((
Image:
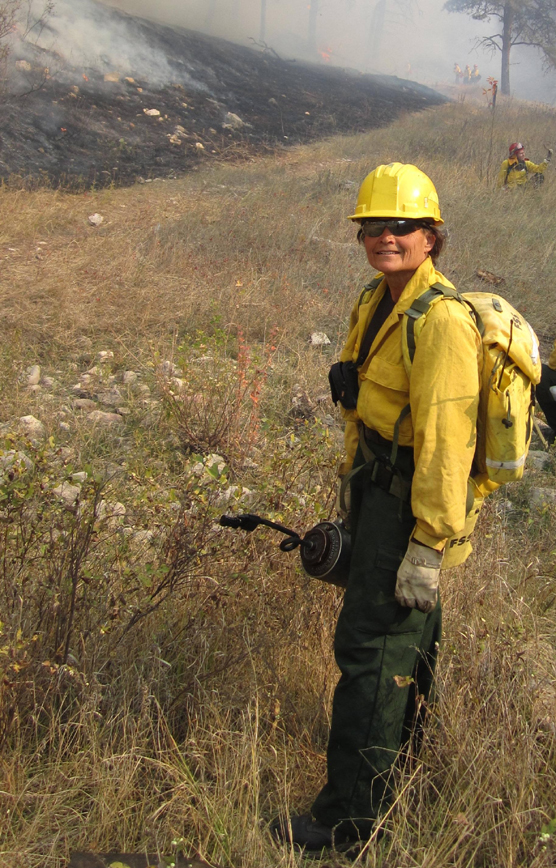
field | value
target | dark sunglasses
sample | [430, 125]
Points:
[375, 228]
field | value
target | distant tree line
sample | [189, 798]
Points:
[515, 22]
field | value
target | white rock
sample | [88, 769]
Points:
[169, 369]
[106, 419]
[14, 459]
[319, 339]
[538, 460]
[32, 427]
[233, 121]
[215, 460]
[542, 496]
[67, 493]
[33, 375]
[105, 509]
[112, 397]
[143, 536]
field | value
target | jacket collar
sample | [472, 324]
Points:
[420, 281]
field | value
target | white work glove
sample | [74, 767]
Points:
[344, 511]
[418, 575]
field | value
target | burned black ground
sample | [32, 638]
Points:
[79, 128]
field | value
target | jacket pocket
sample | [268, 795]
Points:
[388, 375]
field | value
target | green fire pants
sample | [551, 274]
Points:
[373, 713]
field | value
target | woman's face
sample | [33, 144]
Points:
[396, 255]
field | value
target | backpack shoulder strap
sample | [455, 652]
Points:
[368, 289]
[420, 307]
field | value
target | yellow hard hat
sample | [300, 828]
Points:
[397, 190]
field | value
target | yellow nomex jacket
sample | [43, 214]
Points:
[516, 176]
[443, 395]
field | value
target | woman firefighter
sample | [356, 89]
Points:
[409, 446]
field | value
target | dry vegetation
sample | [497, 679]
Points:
[166, 684]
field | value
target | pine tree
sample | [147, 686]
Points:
[520, 22]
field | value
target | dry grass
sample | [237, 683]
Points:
[189, 702]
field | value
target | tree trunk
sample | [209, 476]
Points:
[376, 31]
[262, 34]
[506, 46]
[312, 35]
[209, 17]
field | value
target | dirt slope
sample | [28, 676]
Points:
[90, 123]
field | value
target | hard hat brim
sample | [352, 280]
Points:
[395, 215]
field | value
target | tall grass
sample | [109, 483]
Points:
[166, 683]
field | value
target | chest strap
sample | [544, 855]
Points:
[383, 473]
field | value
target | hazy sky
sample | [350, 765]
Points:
[416, 32]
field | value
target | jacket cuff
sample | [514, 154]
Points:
[432, 542]
[345, 467]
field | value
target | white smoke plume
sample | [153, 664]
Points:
[89, 35]
[417, 39]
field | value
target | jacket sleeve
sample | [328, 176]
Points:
[534, 167]
[351, 430]
[501, 180]
[444, 399]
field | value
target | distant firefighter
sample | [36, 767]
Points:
[516, 170]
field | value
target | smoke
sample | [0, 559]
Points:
[417, 38]
[413, 39]
[89, 35]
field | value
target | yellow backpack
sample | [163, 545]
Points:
[511, 369]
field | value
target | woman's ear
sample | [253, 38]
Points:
[431, 239]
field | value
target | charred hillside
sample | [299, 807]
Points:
[161, 100]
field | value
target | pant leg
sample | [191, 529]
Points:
[545, 399]
[376, 640]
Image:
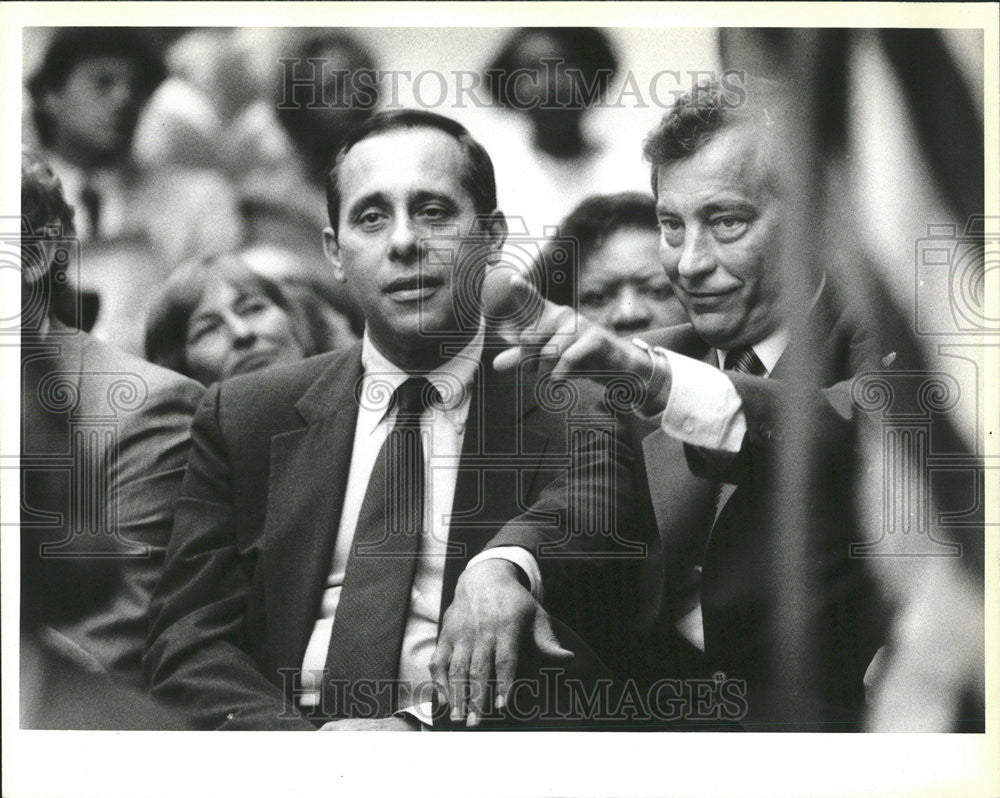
))
▶ _What you need to do_: Return each line from the entries above that includes "white".

▶ _Written response_:
target | white rock
target | white work glove
target | white smoke plume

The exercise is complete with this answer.